#### [How to complete this task]
Every line below should be duplicated exactly.

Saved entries
--- START ---
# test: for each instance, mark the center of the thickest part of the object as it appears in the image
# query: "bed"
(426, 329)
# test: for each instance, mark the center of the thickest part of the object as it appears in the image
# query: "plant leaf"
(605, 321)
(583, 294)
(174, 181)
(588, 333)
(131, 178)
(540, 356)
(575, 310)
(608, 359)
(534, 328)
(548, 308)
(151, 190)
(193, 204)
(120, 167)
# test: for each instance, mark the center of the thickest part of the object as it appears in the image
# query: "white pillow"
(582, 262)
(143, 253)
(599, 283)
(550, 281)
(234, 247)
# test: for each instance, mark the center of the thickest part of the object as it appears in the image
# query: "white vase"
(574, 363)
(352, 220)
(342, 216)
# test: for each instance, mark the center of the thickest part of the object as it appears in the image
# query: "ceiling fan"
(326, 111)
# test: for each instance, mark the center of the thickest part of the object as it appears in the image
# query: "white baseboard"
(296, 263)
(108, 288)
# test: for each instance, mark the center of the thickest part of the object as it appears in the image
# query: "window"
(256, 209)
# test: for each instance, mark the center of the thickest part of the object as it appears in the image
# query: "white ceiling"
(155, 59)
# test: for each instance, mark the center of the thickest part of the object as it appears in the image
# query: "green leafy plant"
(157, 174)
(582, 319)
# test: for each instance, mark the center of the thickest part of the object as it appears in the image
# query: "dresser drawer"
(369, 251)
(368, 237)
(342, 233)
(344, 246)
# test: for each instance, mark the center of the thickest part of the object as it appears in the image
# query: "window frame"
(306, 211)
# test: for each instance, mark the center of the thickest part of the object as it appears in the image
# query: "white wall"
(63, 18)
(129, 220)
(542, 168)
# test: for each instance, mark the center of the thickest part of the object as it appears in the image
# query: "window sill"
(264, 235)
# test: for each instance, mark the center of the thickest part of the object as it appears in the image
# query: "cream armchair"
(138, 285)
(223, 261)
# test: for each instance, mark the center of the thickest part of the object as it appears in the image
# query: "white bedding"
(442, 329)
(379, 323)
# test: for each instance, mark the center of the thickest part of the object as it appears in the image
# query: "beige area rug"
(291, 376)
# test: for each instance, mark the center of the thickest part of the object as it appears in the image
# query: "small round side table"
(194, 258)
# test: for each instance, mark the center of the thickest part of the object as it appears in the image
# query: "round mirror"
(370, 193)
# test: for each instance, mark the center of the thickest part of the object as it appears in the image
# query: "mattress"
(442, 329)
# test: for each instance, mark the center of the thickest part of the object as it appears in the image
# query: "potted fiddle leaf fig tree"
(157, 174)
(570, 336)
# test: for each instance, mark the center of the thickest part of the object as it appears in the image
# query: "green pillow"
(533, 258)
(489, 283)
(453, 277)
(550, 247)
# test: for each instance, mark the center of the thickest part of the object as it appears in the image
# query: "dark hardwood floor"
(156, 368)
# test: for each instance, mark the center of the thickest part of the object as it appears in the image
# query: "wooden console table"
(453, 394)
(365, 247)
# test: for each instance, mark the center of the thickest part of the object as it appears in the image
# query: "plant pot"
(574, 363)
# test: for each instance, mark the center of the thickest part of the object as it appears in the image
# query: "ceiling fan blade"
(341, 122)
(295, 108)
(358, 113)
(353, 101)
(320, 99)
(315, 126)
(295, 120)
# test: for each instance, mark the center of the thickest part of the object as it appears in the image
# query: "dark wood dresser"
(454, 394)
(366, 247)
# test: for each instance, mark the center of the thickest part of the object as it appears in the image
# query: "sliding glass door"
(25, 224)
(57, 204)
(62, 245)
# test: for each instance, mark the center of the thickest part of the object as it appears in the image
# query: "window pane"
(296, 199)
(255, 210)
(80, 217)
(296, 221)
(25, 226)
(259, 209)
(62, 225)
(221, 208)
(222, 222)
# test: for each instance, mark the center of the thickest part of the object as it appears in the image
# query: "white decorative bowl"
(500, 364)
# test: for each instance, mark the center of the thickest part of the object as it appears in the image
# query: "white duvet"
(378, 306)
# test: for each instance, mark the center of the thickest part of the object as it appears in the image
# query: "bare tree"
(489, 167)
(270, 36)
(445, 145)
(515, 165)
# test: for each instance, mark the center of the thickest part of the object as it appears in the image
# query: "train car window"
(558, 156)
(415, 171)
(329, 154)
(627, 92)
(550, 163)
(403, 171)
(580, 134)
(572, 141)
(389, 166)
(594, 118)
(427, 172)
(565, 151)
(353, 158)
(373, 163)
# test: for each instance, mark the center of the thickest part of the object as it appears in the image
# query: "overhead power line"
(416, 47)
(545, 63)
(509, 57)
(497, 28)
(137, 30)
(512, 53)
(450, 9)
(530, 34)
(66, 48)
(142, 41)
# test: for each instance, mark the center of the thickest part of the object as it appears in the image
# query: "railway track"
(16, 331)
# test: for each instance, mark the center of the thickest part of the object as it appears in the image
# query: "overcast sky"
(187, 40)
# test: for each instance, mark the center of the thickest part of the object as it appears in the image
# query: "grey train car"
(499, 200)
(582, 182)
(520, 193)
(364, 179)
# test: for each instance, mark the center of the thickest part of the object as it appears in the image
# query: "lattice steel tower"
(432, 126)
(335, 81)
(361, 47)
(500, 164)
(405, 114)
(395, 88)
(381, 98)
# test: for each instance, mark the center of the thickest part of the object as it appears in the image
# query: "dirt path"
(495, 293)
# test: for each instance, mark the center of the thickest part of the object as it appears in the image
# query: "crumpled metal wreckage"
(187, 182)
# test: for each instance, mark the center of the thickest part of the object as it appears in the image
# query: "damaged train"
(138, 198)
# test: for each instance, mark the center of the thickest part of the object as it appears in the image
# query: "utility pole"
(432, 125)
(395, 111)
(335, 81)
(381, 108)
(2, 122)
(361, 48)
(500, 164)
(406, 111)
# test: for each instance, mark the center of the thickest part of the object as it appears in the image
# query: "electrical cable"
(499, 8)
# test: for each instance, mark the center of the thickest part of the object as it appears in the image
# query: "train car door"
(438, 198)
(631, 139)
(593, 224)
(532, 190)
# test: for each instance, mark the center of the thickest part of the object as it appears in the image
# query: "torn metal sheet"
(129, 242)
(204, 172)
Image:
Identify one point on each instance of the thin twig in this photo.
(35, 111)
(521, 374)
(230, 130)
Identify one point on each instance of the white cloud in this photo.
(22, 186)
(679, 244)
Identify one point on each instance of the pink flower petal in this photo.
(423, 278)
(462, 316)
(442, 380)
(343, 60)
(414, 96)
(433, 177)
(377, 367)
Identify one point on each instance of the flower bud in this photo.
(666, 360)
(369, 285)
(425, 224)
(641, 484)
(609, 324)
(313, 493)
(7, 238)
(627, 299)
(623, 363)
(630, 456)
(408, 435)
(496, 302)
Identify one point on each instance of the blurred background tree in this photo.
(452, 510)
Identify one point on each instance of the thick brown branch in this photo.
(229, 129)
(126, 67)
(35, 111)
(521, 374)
--- END ---
#### [Written solution]
# test: for each instance, mark the center of the thickest part of the object as it appears in the image
# query: "bed"
(426, 329)
# test: for each instance, mark the center of the thickest part of the object as it appears in the image
# query: "plant leaf"
(605, 321)
(583, 294)
(174, 181)
(588, 333)
(131, 178)
(540, 356)
(575, 310)
(608, 359)
(534, 328)
(548, 308)
(151, 190)
(193, 204)
(120, 167)
# test: for each instance, mark the center of the thickest part of the object as it appears in the image
# query: "white pillow"
(582, 262)
(143, 253)
(599, 283)
(550, 281)
(234, 247)
# test: for each instance, mark the center of the thickest part of the object as it appears in the image
# query: "white vase"
(574, 363)
(352, 220)
(342, 216)
# test: for each instance, mark the center of the thickest part of the object as it appears in the image
# query: "ceiling fan"
(326, 111)
# test: for each instance, mark the center of the thickest part of the object as it appears in the image
# query: "white baseboard"
(296, 263)
(108, 288)
# test: for each instance, mark the center of the thickest part of the object as it appears in the image
# query: "window"
(256, 209)
# test: for each instance, mark the center of the thickest part of the object as it appears in the image
# query: "white ceiling"
(155, 59)
# test: for each instance, mark the center of the thickest part of the object as it appears in the image
# query: "green leafy plant"
(157, 174)
(582, 319)
# test: for each instance, mark the center of the thickest part of the object as it appears in the image
# query: "dresser drawer"
(369, 251)
(368, 237)
(342, 233)
(344, 246)
# test: for each instance, mark the center of the thickest part of the object as it appears in the image
# query: "window frame"
(306, 211)
# test: for each instance, mark the center of the thickest part of the object as it appears in the image
# query: "white wall"
(63, 18)
(129, 220)
(542, 168)
# test: for each instance, mark the center of the thickest part of the object as it appears in the image
# query: "window sill"
(264, 235)
# test: for each instance, mark the center of the thickest part of the object as it appears in the image
# query: "cream armchair"
(138, 285)
(223, 261)
# test: for each instance, mark the center of the thickest part of the object as it appears in the image
# query: "white bedding"
(442, 329)
(379, 323)
# test: for each instance, mark the center of the thickest part of the object as it appears in the image
# query: "beige area rug"
(291, 376)
# test: for each instance, mark the center of the thickest part of the object as it appears in the image
# query: "small round side table"
(194, 258)
# test: for each instance, mark the center of the thickest part of the object as it appears in the image
# query: "round mirror"
(370, 193)
# test: for each instance, mark the center of the thickest part of the object as it appears in the image
# query: "mattress"
(442, 329)
# test: for each instance, mark the center of the thickest part of the object as it appears in the image
# query: "potted fiddle leaf fig tree"
(157, 174)
(570, 336)
# test: for each instance, mark the center of the thickest part of the object as it appears in the image
# query: "green pillow"
(533, 258)
(489, 283)
(453, 277)
(550, 247)
# test: for each instance, mark the center of the thickest part of the object as it appears in the image
# query: "dark hardwood floor"
(156, 368)
# test: for each instance, mark the center of the thickest part of the object as it appears in the image
# query: "wooden console table"
(453, 394)
(365, 247)
# test: for each instance, mark the center of the thickest part of the object as it appears in the image
# query: "plant pot"
(574, 363)
# test: for each instance, mark the center of the thickest part of the object as it appears in the image
# query: "ceiling fan blade"
(341, 122)
(295, 108)
(358, 113)
(353, 101)
(320, 99)
(315, 126)
(295, 120)
# test: for each instance, mark the center of the thickest part of the object as it appears in the image
# query: "dark wood dresser"
(454, 394)
(366, 247)
# test: for each instance, mark the center of the thickest part of the object as it appears in the image
# query: "sliding glass door"
(25, 224)
(57, 204)
(62, 245)
# test: for each instance, mark the center of the thickest part of the object as it appears in the image
# query: "window pane"
(296, 199)
(255, 210)
(80, 217)
(296, 221)
(25, 226)
(259, 209)
(62, 225)
(221, 208)
(222, 222)
# test: for each instance, mark the center of the thickest part of the object as it appears in the image
# query: "white decorative bowl"
(500, 364)
# test: for each instance, mark the center of the thickest part of the object as it appears in the image
# query: "white duvet"
(378, 306)
# test: for each instance, mark the center of the thickest part of the object as it appears in the image
# query: "bare tree"
(489, 167)
(270, 36)
(445, 145)
(515, 165)
# test: for each instance, mark the center of the thickest part of the object as it appears in the image
# query: "train car window"
(558, 156)
(415, 171)
(329, 154)
(627, 92)
(550, 163)
(403, 171)
(580, 134)
(572, 141)
(389, 166)
(594, 118)
(427, 172)
(565, 151)
(353, 158)
(373, 163)
# test: for each instance, mark the center of the thickest part of the object as it appears in the image
# query: "overhead power line"
(416, 47)
(545, 63)
(509, 57)
(497, 28)
(137, 30)
(512, 53)
(450, 9)
(530, 34)
(66, 48)
(142, 41)
# test: for each instance, mark the center of the thickest part of the object as it appears in the image
# query: "railway track"
(16, 331)
# test: for each instance, mark the center of the thickest part of the object as it appears in the image
# query: "overcast sky"
(187, 40)
# test: for each instance, mark the center of the thickest part of the object as it appears in the image
# query: "grey train car"
(499, 200)
(582, 182)
(520, 193)
(364, 179)
# test: for each instance, mark the center of the thickest part of the object as it appears in the image
# query: "lattice steel tower"
(432, 126)
(335, 81)
(361, 47)
(500, 164)
(405, 114)
(395, 88)
(381, 98)
# test: for each instance, mark the center of the thickest part of the object as it appears in the image
# query: "dirt path"
(495, 293)
# test: for each instance, mark the center of the thickest part of the object as it appears in the image
# query: "crumpled metal wreckage"
(187, 182)
# test: for each instance, mark the center of the thickest part of the object as it appears in the image
# query: "damaged train"
(138, 198)
# test: for each instance, mark the center of the thickest part of the object as it appears in the image
# query: "utility pole"
(432, 125)
(395, 111)
(335, 81)
(381, 108)
(2, 122)
(361, 48)
(500, 164)
(406, 111)
# test: for each instance, mark the center of the thickest part of the object as it appears in the image
# query: "electrical cable"
(499, 8)
# test: for each instance, mark the center of the thickest part of the object as it appears in the image
# query: "train car door"
(438, 198)
(631, 139)
(593, 224)
(532, 190)
# test: for each instance, mark the center of the thickest part of the object as it appears in the image
# query: "torn metal sheet"
(129, 242)
(204, 172)
Image:
Identify one point on each instance of the thin twig in this photo.
(35, 111)
(521, 374)
(230, 130)
Identify one point on each instance of the white cloud in this photo.
(22, 186)
(679, 244)
Identify one point on each instance of the pink flower petal in this photo.
(423, 278)
(462, 316)
(442, 380)
(343, 60)
(414, 96)
(433, 177)
(377, 367)
Identify one point on each instance of the flower bud in this photo.
(666, 360)
(369, 285)
(425, 224)
(641, 484)
(609, 324)
(313, 493)
(7, 238)
(627, 299)
(623, 363)
(630, 456)
(408, 435)
(496, 302)
Identify one point on each instance of the blurred background tree in this photo.
(452, 510)
Identify one point on each instance of the thick brown branch in this photo.
(229, 129)
(126, 67)
(35, 111)
(521, 374)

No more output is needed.